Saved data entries
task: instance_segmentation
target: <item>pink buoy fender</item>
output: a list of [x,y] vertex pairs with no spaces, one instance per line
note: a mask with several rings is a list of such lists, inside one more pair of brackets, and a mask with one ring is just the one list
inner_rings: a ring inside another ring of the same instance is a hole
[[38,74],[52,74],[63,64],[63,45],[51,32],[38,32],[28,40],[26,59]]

# What you should do
Where a line of the data holds the word "list", copy that line.

# Expected answer
output: a list of [x,y] vertex pairs with no spaces, one instance per line
note: a mask with several rings is a list of such lists, inside one more pair of brackets, and a mask with one ring is just the one list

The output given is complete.